* **Problem statement**
Rewrite the records below as a numbered list, beginning at the line that contains "Where can the green" and ending after the line that contains "pixel 1174 654", with blank lines omitted.

* **Records for this exercise**
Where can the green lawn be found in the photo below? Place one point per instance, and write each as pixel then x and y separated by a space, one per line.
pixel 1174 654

--

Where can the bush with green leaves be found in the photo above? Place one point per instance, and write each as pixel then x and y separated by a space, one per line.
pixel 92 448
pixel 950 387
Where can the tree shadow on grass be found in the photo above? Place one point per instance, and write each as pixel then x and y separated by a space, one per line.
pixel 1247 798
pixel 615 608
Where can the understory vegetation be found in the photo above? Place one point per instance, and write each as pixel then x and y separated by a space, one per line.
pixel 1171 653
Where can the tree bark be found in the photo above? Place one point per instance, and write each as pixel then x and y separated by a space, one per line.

* **Solution**
1. Where can the green lawn be found in the photo below? Place one point per instance, and write each as pixel then x and y separated by a space, one per line.
2. pixel 1174 654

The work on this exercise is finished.